— Begin —
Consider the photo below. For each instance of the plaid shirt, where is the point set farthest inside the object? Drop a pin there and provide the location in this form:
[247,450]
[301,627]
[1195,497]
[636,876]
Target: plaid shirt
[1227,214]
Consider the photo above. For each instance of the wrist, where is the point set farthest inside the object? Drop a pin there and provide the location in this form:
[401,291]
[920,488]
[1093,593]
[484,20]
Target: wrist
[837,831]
— End —
Short exercise |
Copy the rows above back out word for word, keeping every line and number unchanged.

Result for this exercise |
Consider the photo below. For each instance of the plaid shirt, where is the point set farthest inside the object? Drop a pin there and provide the location in this form:
[247,450]
[301,627]
[1195,497]
[636,876]
Target: plaid shirt
[1227,214]
Consider the photo above. For each instance of the wrist, where is the point set farthest inside the object? Drop a pin there and provide the location in this form:
[401,291]
[920,488]
[1093,593]
[484,20]
Target: wrist
[837,831]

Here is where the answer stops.